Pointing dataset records
== == ==

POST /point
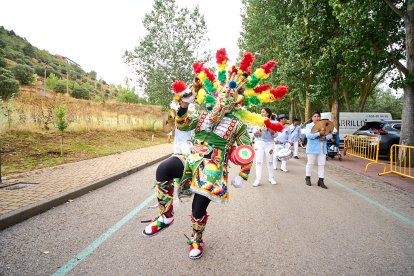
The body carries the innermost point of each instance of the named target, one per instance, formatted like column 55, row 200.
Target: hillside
column 66, row 75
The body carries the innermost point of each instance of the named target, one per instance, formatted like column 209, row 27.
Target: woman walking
column 316, row 149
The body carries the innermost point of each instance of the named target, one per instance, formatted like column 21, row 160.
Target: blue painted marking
column 373, row 202
column 94, row 245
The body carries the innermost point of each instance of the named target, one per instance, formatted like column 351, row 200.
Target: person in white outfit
column 294, row 129
column 263, row 147
column 182, row 141
column 282, row 140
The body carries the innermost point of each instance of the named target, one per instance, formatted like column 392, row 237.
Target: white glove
column 190, row 98
column 237, row 182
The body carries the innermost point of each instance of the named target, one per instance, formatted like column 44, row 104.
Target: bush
column 8, row 85
column 60, row 87
column 80, row 92
column 23, row 73
column 127, row 96
column 52, row 81
column 3, row 63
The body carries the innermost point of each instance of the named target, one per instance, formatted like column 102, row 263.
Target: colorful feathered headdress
column 237, row 84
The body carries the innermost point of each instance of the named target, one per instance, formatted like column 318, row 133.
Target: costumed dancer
column 221, row 125
column 282, row 141
column 316, row 149
column 263, row 147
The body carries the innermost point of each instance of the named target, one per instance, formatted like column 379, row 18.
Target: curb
column 37, row 208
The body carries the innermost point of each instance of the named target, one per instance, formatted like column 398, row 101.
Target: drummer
column 282, row 141
column 316, row 148
column 263, row 148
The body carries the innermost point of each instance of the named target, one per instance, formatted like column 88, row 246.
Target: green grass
column 24, row 150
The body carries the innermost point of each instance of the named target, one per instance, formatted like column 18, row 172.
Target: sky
column 95, row 34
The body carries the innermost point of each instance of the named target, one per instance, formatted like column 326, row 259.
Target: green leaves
column 60, row 122
column 175, row 38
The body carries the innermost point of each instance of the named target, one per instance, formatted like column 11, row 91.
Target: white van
column 349, row 122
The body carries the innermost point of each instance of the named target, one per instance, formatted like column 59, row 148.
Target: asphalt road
column 356, row 227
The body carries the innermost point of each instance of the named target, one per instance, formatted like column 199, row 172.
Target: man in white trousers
column 294, row 129
column 263, row 147
column 282, row 140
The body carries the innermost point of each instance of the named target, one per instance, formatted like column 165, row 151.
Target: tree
column 407, row 14
column 24, row 73
column 125, row 95
column 388, row 27
column 9, row 87
column 61, row 123
column 175, row 38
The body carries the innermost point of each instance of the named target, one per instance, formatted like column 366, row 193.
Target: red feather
column 268, row 67
column 261, row 88
column 178, row 86
column 233, row 69
column 279, row 92
column 198, row 67
column 246, row 63
column 275, row 127
column 210, row 75
column 221, row 56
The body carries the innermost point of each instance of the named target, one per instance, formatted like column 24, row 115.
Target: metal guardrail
column 400, row 161
column 365, row 147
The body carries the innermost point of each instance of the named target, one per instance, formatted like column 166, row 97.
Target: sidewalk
column 53, row 186
column 50, row 187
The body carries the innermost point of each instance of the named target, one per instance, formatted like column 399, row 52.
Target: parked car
column 388, row 133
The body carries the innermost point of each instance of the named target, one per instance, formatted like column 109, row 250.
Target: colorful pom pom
column 279, row 92
column 232, row 84
column 276, row 127
column 178, row 87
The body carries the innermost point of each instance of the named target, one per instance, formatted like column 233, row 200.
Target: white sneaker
column 256, row 183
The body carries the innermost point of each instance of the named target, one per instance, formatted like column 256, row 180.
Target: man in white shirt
column 294, row 129
column 282, row 140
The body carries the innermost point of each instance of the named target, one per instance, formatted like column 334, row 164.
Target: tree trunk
column 307, row 108
column 365, row 90
column 61, row 144
column 407, row 127
column 292, row 108
column 335, row 104
column 346, row 99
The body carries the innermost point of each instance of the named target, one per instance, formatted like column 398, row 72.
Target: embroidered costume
column 219, row 127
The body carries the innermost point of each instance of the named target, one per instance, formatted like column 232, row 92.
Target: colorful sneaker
column 272, row 181
column 196, row 249
column 157, row 225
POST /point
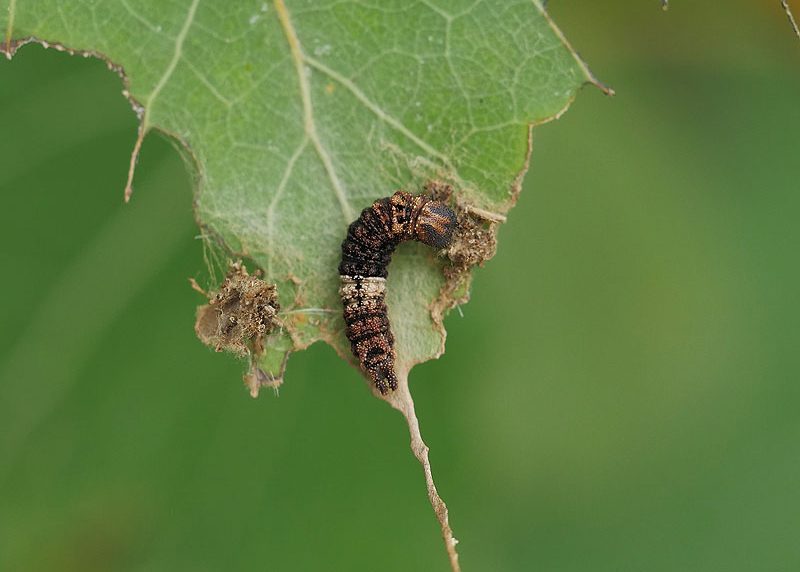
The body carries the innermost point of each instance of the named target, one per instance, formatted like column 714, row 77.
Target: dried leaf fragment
column 239, row 315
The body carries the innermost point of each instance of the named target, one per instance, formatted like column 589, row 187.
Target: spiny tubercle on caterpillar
column 366, row 253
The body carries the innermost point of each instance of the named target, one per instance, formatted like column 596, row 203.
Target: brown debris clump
column 474, row 242
column 238, row 317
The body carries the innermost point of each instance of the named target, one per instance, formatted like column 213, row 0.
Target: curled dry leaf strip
column 238, row 317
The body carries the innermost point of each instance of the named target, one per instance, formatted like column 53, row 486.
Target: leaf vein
column 382, row 115
column 308, row 109
column 176, row 57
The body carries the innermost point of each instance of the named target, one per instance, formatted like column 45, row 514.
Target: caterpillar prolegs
column 366, row 254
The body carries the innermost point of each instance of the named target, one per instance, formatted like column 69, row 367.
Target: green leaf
column 295, row 115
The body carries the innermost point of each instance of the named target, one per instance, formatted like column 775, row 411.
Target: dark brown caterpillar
column 366, row 253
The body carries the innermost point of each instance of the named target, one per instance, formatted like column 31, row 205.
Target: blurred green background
column 621, row 393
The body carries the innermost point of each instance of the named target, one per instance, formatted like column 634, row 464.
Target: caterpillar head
column 435, row 225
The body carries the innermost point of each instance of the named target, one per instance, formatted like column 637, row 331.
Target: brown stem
column 402, row 401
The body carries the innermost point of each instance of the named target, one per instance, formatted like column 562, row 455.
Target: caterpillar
column 366, row 254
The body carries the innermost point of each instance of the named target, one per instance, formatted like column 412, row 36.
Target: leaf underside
column 296, row 115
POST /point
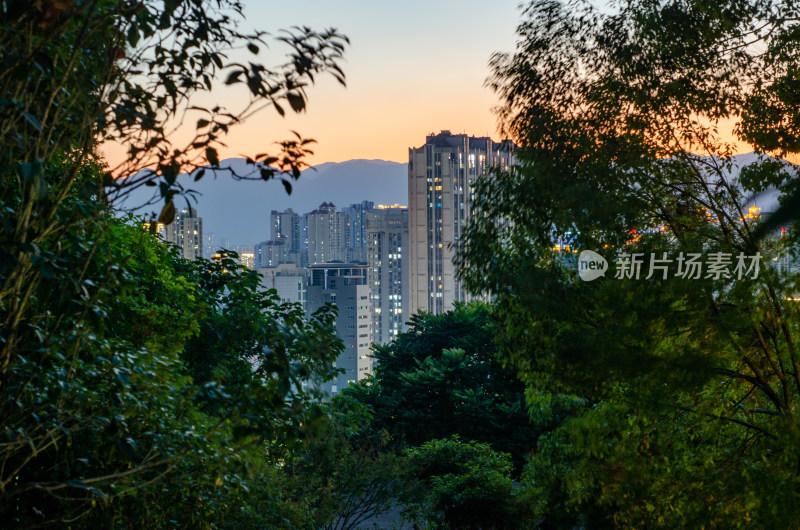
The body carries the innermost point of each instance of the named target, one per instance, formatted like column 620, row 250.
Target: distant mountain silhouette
column 239, row 210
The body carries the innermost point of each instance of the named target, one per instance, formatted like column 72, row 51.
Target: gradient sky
column 413, row 68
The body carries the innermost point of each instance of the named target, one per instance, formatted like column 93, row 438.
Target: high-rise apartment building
column 345, row 284
column 387, row 257
column 186, row 231
column 327, row 235
column 441, row 175
column 288, row 280
column 357, row 232
column 270, row 254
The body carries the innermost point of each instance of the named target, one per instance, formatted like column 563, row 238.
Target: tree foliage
column 682, row 391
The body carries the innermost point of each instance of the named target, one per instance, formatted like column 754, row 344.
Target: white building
column 441, row 174
column 387, row 257
column 186, row 231
column 345, row 284
column 327, row 235
column 288, row 280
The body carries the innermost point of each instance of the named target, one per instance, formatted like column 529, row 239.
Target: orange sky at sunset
column 412, row 68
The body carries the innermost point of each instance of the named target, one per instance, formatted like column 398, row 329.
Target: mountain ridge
column 237, row 211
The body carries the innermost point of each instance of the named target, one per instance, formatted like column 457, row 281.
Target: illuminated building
column 387, row 257
column 345, row 284
column 288, row 280
column 356, row 230
column 327, row 235
column 441, row 174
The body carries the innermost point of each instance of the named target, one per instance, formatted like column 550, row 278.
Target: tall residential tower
column 441, row 174
column 387, row 256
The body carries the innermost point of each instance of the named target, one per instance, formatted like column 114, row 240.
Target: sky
column 412, row 68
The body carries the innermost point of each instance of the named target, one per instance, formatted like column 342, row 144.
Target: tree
column 442, row 378
column 683, row 390
column 464, row 485
column 109, row 404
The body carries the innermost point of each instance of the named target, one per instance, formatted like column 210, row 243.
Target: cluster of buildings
column 378, row 264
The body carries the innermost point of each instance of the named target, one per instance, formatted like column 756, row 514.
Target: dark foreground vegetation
column 140, row 390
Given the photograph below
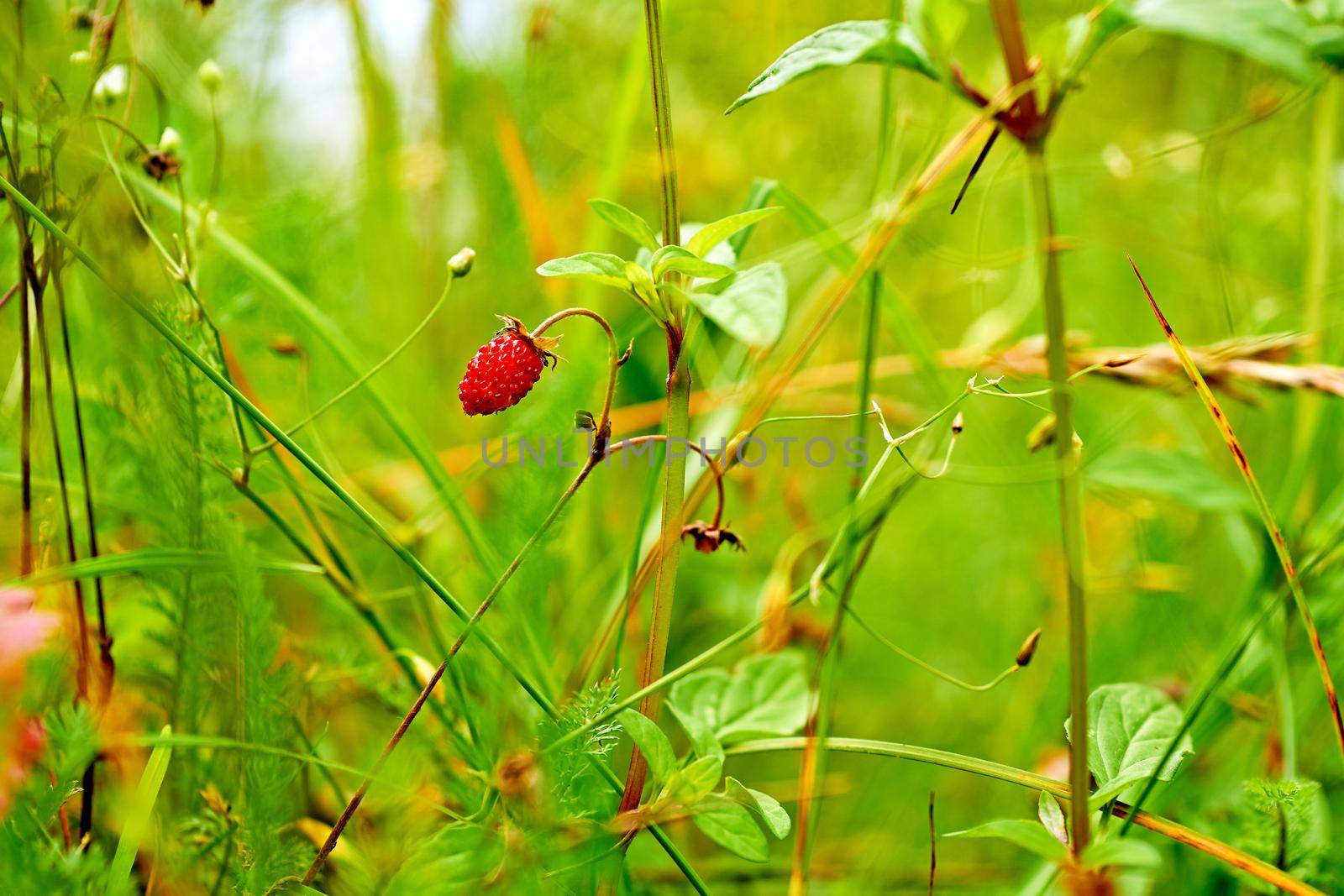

== == ==

▶ _The request_
Starting with the line containing "529, row 239." and going on through the line containing "column 109, row 404", reproduce those lines of the records with "illuminated building" renamed to "lit-up building" and everything else left unchanged.

▶ _Exercise output_
The body carries the innermost point of each instance of the named target, one per instance, formatted like column 529, row 239.
Target: orange sky at sunset
column 412, row 68
The body carries the innermost point of each instance of the named target, one per instance, formatted like column 398, row 329.
Target: mountain ridge
column 237, row 211
The body carries the innermost point of each instance of the named target, one per instance, formatted like column 457, row 281.
Target: lit-up building
column 387, row 257
column 345, row 284
column 288, row 280
column 356, row 230
column 327, row 235
column 441, row 174
The body carries the innermost point of each instance of the named target, one per instance, formatted like column 550, row 278.
Target: tall residential tower
column 441, row 174
column 387, row 256
The body carries the innermost point of each instance of the named target, one per instance, formatted like column 114, row 240.
Target: sky
column 412, row 68
The body carries the innermost point of each instance of the named target, one per instance, formatted like column 342, row 144.
Target: tree
column 442, row 378
column 683, row 390
column 464, row 485
column 109, row 404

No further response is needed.